#### Reading passage

Jared Kushner says Steve Bannon threatened to break him “in half” during a feud between the fellow White House advisers to former President Donald Trump.
The former presidential son-in-law portrays Bannon as a “toxic” presence in the West Wing who relished interoffice chaos in his forthcoming memoir “Breaking History.”
“Jared, right now, you’re the one undermining the president’s agenda,’ Bannon said, according to Kushner’s book. “And if you go against me, I will break you in half.”
“Don’t f— with me,” Bannon added, according to excerpts of the book revealed by CNN.
White House Senior Advisers Steve Bannon, left, and Jared Kushner, listen as President Donald Trump speaks during a Cabinet meeting, Monday, June 12, 2017, in the Cabinet Room of the White House in Washington. (Andrew Harnik/)
The two aides were allowed to feud by Trump along with then White House Chief of Staff Reince Preibus in the early months of his term.
Kushner, who is married to Trump’s daughter and fellow ex-White House aide Ivanka Trump, admits being put on the back foot by Bannon’s prodigious appetite for office politics and leaking damaging information to the press.
Bannon, who refers to himself as an “economic nationalist,” was especially intent on undermining Kushner and then-Treasury Secretary Gary Cohn, whom he saw as Wall Street insiders who would eventually damage Trump’s popularity with his MAGA base.

########
#### Provided data

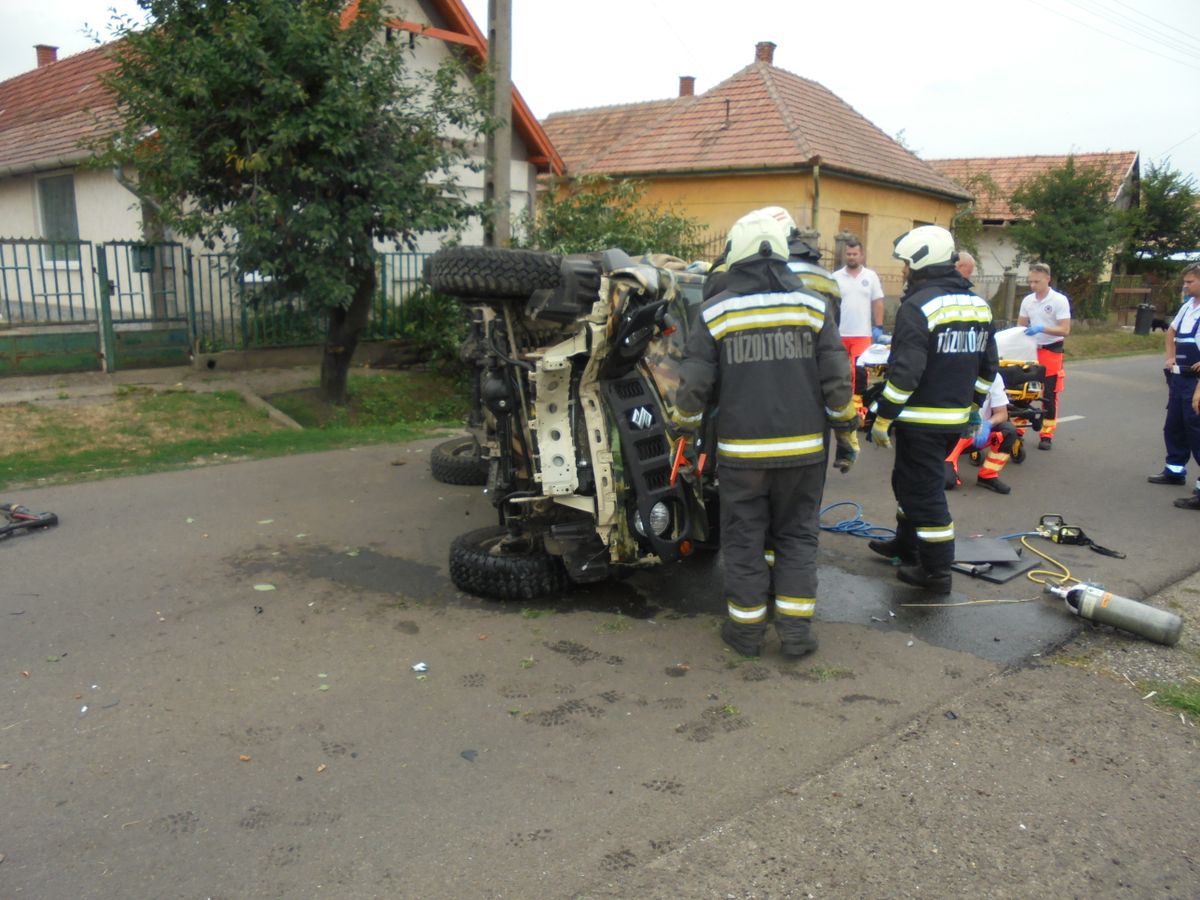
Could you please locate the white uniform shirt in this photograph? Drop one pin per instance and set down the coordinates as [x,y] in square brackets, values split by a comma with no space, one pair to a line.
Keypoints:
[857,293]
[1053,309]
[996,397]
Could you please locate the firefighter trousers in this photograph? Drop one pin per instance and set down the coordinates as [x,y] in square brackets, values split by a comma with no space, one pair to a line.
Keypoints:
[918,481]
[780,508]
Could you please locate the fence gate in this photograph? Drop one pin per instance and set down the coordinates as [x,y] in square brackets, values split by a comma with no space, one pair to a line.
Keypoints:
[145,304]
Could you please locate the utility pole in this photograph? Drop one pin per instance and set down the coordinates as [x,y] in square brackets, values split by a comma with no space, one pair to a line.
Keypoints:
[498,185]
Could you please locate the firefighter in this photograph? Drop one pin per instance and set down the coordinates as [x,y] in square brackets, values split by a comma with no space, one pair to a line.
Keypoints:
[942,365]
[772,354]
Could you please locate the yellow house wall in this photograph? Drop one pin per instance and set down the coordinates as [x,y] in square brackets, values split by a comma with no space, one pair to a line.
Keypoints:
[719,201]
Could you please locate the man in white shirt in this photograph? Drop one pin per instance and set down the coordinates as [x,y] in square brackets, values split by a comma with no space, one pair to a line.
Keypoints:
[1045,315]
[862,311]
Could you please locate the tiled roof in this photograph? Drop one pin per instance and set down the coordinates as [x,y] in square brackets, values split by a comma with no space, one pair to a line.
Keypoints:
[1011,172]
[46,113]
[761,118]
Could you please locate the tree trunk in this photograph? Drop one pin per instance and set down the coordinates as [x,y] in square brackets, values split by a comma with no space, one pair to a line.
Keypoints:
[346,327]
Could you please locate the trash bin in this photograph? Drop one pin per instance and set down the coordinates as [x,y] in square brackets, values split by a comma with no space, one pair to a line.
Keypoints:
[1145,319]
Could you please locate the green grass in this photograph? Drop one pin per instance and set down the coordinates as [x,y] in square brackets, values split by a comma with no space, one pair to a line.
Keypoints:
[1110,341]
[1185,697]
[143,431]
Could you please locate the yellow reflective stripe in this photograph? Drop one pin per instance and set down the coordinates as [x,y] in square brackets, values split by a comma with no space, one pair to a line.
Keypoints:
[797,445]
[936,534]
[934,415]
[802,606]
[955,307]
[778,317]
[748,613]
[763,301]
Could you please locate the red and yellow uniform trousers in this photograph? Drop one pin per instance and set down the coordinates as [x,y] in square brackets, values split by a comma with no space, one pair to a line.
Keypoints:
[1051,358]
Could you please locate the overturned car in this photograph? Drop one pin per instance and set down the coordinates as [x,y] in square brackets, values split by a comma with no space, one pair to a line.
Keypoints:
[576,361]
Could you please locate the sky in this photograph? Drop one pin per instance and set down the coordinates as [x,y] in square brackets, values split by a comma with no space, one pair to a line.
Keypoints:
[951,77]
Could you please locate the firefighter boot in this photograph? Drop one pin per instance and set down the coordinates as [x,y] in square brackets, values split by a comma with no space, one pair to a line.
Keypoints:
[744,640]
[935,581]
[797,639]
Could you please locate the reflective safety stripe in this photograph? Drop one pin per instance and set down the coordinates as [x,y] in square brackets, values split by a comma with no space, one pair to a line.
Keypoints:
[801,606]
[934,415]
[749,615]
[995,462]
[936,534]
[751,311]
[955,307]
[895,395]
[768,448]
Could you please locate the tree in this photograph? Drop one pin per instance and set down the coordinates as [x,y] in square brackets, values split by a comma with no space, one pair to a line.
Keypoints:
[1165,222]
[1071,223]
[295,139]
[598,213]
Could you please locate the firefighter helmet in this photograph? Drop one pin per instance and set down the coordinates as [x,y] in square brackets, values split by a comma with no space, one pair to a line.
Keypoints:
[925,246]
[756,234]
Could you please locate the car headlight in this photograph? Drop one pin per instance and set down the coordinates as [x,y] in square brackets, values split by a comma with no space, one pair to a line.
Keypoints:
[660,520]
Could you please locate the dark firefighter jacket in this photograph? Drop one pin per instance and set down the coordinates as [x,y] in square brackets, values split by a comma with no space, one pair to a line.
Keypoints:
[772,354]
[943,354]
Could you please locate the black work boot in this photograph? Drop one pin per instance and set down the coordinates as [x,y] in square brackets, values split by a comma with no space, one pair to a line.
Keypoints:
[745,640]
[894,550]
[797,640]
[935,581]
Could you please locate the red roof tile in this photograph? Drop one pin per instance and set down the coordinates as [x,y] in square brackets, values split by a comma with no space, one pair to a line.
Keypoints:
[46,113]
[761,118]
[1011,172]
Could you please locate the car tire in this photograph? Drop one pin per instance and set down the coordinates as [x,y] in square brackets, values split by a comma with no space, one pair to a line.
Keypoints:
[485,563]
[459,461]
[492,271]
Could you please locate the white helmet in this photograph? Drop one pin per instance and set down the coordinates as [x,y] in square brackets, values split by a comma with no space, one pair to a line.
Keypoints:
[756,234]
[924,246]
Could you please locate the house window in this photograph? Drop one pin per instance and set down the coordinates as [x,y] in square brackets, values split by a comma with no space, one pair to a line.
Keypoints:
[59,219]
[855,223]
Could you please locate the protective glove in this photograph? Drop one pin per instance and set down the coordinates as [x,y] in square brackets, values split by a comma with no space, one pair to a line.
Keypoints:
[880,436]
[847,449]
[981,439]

########
#### Provided data

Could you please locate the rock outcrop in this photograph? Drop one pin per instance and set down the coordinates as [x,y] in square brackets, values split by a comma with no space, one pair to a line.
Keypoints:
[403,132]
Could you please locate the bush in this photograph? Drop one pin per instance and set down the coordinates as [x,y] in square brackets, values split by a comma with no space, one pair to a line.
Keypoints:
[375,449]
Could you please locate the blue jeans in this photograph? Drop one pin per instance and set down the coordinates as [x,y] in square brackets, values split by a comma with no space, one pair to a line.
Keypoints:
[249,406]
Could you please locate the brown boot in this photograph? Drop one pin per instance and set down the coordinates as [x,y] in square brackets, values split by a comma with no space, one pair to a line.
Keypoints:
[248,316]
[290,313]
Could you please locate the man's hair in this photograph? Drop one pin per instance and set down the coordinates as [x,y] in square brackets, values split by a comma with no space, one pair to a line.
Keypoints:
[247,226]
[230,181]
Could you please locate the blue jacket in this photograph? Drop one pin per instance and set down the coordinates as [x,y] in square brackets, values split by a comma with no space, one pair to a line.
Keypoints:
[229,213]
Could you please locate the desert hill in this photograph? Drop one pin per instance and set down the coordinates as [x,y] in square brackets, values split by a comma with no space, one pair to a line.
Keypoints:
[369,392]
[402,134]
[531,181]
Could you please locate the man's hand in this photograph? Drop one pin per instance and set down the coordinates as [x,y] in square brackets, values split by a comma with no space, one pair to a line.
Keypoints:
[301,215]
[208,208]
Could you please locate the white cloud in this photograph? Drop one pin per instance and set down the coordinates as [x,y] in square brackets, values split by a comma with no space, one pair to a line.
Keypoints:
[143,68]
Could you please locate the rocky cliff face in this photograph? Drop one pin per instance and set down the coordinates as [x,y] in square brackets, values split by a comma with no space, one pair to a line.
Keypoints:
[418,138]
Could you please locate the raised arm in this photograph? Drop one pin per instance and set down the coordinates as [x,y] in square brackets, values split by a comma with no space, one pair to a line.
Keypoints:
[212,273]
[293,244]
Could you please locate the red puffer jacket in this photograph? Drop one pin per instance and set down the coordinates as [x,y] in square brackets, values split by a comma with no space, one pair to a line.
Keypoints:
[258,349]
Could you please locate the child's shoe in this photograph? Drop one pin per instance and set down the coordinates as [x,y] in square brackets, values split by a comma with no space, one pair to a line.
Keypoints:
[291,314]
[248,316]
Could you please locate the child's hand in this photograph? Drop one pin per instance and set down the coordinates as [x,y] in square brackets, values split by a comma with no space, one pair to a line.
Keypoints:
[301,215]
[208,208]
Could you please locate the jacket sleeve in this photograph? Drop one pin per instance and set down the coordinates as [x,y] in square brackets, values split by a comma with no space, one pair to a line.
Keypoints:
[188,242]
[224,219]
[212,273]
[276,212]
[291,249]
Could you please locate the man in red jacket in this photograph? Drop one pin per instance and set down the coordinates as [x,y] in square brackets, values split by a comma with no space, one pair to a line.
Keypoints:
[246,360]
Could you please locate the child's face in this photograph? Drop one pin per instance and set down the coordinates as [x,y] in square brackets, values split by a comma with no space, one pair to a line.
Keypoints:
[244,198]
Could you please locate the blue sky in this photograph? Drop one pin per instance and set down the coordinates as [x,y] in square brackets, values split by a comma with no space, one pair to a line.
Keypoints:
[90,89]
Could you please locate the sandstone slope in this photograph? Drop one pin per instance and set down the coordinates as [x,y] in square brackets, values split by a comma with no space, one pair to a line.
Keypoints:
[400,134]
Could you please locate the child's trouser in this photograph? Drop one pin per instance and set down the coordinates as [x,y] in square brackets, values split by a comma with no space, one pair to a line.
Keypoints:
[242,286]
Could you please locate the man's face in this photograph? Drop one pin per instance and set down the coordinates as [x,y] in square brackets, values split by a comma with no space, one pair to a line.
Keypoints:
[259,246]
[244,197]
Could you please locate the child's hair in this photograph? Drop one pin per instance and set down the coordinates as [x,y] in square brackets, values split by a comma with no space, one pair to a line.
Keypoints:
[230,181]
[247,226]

########

(Questions)
1 – Translate this sentence from the article about Jared Kushner's memoir into Spanish: "The former presidential son-in-law portrays Bannon as a “toxic” presence in the West Wing who relished interoffice chaos in his forthcoming memoir “Breaking History.”"
2 – Decide whether each statement agrees with the article about Jared Kushner's memoir. Answer yes or no, and support each answer with the deciding words from the article.
(a) Bannon describes himself as an "economic nationalist."
(b) The New York Times revealed the excerpts of the book.
(c) Kushner is married to Ivanka Trump.
3 – Continue the article about Jared Kushner's memoir, beginning after its final sentence.
The entries play no part in any of this work.

(Outputs by task)
1 – El exyerno presidencial retrata a Bannon como una presencia «tóxica» en el Ala Oeste que disfrutaba del caos entre oficinas en sus próximas memorias, «Breaking History».

2 –
(a) Yes: "Bannon, who refers to himself as an “economic nationalist,”"
(b) No: "according to excerpts of the book revealed by CNN."
(c) Yes: "Kushner, who is married to Trump’s daughter and fellow ex-White House aide Ivanka Trump"

3 –
“He probably leaked and lied about me more than everyone else combined. He played dirty and dragged me into the mud.”
Steve Bannon, chief strategist for President-elect Donald Trump, left, talks with Jared Kushner before the start of a President-elect Donald Trump’s news conference in the lobby of Trump Tower in New York, Wednesday. (Evan Vucci/)
Kushner eventually won the West Wing “war” when Trump ousted Bannon as White House political strategist.
He portrays himself as a benevolent winner because he green-lighted Trump’s pardon of Bannon for swindling donors to a private group claiming to build a wall on the border with Mexico.
Bannon was recently convicted of contempt of Congress for defying a subpoena from the Jan. 6 committee.
“Now that he was in trouble, I felt like helping him was the right thing to do,” Kushner writes, without explaining why it was “right” to give Bannon a get out of jail card.